# I'm so tired of cleaning out my Wynn filter... does anyone have an easier way?



## ellen35 (Jan 1, 2009)

I have the HF dust collector that is the favorite of all the cheapskates… I got it about 2 years ago and it does exactly what I want it to do. I bought the Wynn 35 filter that the Wynn people recommend and I've been using that since I bought the dust collector. I have a separator and empty my 30 gal trash can when it gets to 2/3 full. I found out the hard way that if it fills much more, you really start getting chips in the plastic bag. In order to clean the filter, I have to take the thing off, take it outdoors and vacuum the daylights out of it with my shop vac… seems a bit strange to vacuum my vacuum filter with another vacuum. I could do this easily in my old house where my shop was my garage but we moved about 2 mos ago and we built out a nice dedicated space in the basement. In order to take the filter outside, I'm going to have to drag it through the main part of the basement.
My real question is… does anyone have a better idea! My plastic bag stays pretty clean with some dust and a few chips but when I rap on the side of the filter… down comes the dust…just not enough dust to get it clean.
Maybe I'm overthinking this…
Any thoughts on this would be appreciated.
Ellen


----------



## jmos (Nov 30, 2011)

You can try blowing compressed air back through the filter. Don't go too high or you can damage the filter, but it should knock a lot of the dust out and into the bag.


----------



## jack1 (May 17, 2007)

I also use a vacuum to clean vacuum filters… It may sound funny but sometimes with the smaller ones, I bring them outside away from the shop/house and throw them into the air a number of times. Dust flies out while spinning in the air and when it lands, more dust comes out. I wouldn't recommend that with those metal cased filters but it works well on the regular hepa filters like those in the big shop vacs.

Jack (dusty)...


----------



## HorizontalMike (Jun 3, 2010)

Some of that dust on the filter you want, as that actually helps in the filtration process. I am still using the original HF bag and like you, use a separator as well. I beat the bag once in a while to knock down the big stuff, but really don't worry about getting the filter bag super clean. I just knock the caking down to the bottom of the plastic bag when I am ready to clean the plastic bag. My separator only allows an inch or less of dust to get through over time. I probably empty the separator can 6-10 times before I get around to the plastic bag, and I only really clean the plastic bag out of guilt most of the time (since it rarely accumulates anything).

Personally, maybe you don't actually need to be cleaning the canister as deeply as you are currently doing.. Since you have it in a more restricted space now, I would suggest just tapping the caking off of the filter while the plastic is still in place and then get on with making some more dust. I would only vacuum when you notice a definite drop off in collection rate. Until then, just keep on tapping and changing bags.


----------



## JoeLyddon (Apr 22, 2007)

I don't have a true "Dust Collection System"... just a good powered Ridgid shop vac…

I used to have to clean that vac filter, it seems like, ALL THE TIME!

Then, I got the Oneida Dust Deputy (similar to this) , just a separator, and I have had it for a few years now…

*I have never had to clean the shop vac filter ever since I added the Dust Deputy!*

At about the same time, I put a super good filter into the shop vac… does a super job!

I would venture to guess that if you had a nice Separator, like the Dust Deputy, you would probably notice the same type of change…!

◆ LISTED RECORDS ◆
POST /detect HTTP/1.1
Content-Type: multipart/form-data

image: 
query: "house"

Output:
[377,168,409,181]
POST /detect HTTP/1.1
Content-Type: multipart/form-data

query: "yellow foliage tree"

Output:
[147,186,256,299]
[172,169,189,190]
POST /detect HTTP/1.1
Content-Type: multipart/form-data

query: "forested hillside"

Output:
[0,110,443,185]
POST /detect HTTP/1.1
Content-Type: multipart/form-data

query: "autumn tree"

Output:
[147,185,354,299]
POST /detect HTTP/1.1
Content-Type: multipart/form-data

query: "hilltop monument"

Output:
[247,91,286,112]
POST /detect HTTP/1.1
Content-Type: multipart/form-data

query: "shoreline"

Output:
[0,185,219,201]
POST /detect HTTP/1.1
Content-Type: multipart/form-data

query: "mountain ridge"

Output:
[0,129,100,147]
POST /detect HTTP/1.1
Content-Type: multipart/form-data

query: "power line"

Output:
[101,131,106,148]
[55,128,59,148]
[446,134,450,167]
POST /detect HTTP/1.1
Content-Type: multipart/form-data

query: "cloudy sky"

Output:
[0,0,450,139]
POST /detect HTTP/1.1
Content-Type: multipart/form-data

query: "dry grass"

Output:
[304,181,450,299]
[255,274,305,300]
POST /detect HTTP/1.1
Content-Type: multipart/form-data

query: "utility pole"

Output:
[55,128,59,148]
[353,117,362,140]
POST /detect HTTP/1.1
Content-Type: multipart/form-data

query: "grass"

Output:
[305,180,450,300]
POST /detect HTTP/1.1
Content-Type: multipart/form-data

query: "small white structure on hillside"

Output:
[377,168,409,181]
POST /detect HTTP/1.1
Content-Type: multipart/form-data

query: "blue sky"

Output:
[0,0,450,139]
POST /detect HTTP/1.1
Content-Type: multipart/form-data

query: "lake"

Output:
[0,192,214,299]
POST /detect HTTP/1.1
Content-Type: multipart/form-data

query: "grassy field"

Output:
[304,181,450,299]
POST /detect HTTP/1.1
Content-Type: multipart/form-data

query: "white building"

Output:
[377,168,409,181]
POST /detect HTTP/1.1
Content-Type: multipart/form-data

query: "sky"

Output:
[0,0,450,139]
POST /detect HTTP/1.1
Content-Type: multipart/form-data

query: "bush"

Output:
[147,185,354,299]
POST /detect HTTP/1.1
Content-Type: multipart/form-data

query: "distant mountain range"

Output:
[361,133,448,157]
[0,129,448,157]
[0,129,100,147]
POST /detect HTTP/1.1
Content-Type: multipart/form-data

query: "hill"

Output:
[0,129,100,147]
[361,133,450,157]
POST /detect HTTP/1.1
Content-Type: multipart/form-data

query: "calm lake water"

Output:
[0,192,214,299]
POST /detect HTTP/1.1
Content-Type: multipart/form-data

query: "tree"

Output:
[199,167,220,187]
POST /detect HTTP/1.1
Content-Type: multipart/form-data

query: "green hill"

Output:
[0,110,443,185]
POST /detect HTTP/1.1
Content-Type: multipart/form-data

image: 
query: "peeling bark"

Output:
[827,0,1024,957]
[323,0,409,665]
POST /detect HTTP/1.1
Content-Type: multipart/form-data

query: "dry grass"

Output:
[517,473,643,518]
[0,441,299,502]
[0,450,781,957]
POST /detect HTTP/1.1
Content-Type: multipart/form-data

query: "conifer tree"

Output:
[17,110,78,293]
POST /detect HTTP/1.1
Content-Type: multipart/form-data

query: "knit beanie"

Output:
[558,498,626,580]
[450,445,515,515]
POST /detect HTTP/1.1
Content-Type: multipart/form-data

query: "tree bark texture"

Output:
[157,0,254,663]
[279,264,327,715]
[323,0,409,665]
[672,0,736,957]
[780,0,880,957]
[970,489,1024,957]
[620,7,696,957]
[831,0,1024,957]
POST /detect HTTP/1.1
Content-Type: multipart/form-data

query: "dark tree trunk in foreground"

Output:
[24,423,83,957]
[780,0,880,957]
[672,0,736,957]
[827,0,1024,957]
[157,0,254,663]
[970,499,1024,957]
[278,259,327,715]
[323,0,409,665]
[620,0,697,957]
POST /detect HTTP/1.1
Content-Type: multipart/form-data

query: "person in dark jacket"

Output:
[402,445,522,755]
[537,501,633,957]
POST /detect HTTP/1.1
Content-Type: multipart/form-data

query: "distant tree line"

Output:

◆ PROBLEM TO WORK ON ◆
Rewrite the dust filter thread from the words "At about the" through "type of change…!", substituting "wet/dry vac" for every "shop vac". The listing comes from a source unrelated to the dust filter thread.

◆ REPLY TO THE TASK ◆
At about the same time, I put a super good filter into the wet/dry vac… does a super job!

I would venture to guess that if you had a nice Separator, like the Dust Deputy, you would probably notice the same type of change…!